- _Teks Pilihan_:
________________

2.      Sebagai alas pijak dan in put yang berguna bagi para peneliti berikutnya, dalam rangka pengembangan ilmu, khususnya dalam masalah yang sama.
3. Sebagai pelengkap dalam ilmu pengetahuan terutama berkaitan dengan upacara tradisional yang terus berkembang, khususnya upacara-upacara yang terdapat di makam raja-raja Mataram Imogiri.

D.    Tinjauan Pustaka

Penelitian tentang upacara tradisi masyarakat telah banyak dilakukan, namun untuk pembahasan tentang tradisi nguras kong di makam raja-raja Mataram belum ada pembahasan secara khusus. Walau demikian penulis juga menggunakan beberapa penelitian yang pernah membahas tentang makam Imogiri. Adapun referensi tersebut adalah sebagai berikut :
Pertama, sebuah buku kecil yang ditulis oleh R. Ng. Martohastono berjudul  Riwayat Pasarean Imogiri Mataram, buku ini berisi tentang sejarah berdirinya makam Imogiri.[7]   
Kedua, skripsi yang ditulis oleh Maryadi Habib, tentang tinjauan terhadap upacara ziarah tradisional di makam Imogiri. Penelitian ini juga membahas tentang adanya beberapa upacara tradisi yang biasa dilakukan di makam Imogiri yang salah satunya adalah tradisi nguras kong. Namun pembahasan mengenai tradisi tersebut hanya sedikit tidak secara keseluruhan, karena dalam penelitian ini lebih ditekankan pada makna ziarahnya.[8]
Ketiga, juga berupa penelitian yang dilakukan di makam Imogiri, yakni tentang makna simbolik dalam tata busana abdi dalem dan juru kunci makam Imogiri. Penelitian ini lebih menekankan pada makna-makna dalam tata busana yang digunakan para abdi dalem dan juru kunci makam Imogiri.[9]
Berdasarkan beberapa penelitian diatas, menunjukkan bahwa belum ada penelitian yang membahas tentang upacara tradisi nguras kong secara mendalam dan menyeluruh. Penelitian-penelitian tersebut hanya menyinggung sedikit tentang upacara nguras kong dan memaparkan tentang sejarah dibangunnya makam raja-raja Mataram, namun skripsi tersebut serta buku-buku yang berkaitan dengan pembahasan dapat penulis jadikan sebagai bahan yang membantu dalam mencari data-data yang otentik.

________________

- _Bagian Data_:

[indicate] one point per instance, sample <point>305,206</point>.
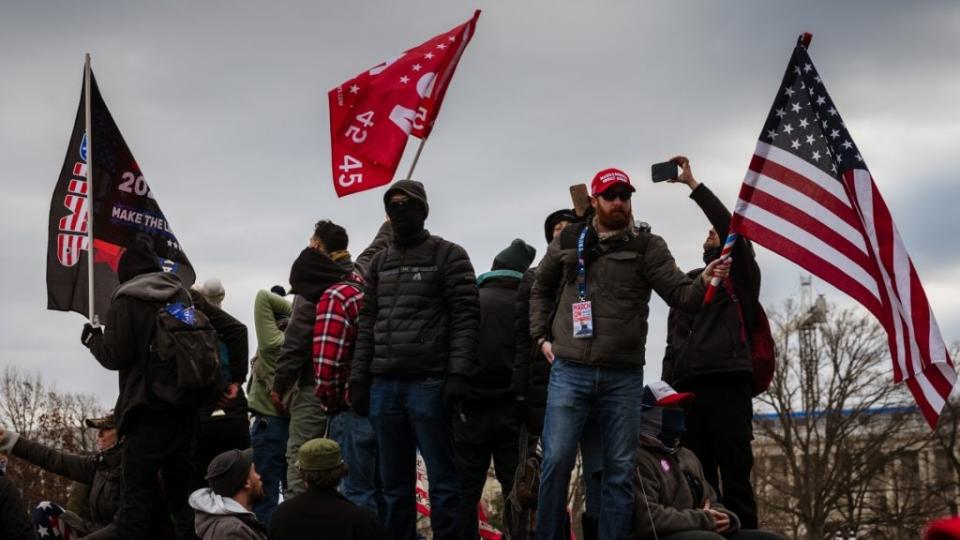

________________

- _Petunjuk Tugas_:
Menurut teks tentang tradisi nguras kong, apa judul buku kecil karya R. Ng. Martohastono?

- _Jawaban Tugas_:
Riwayat Pasarean Imogiri Mataram.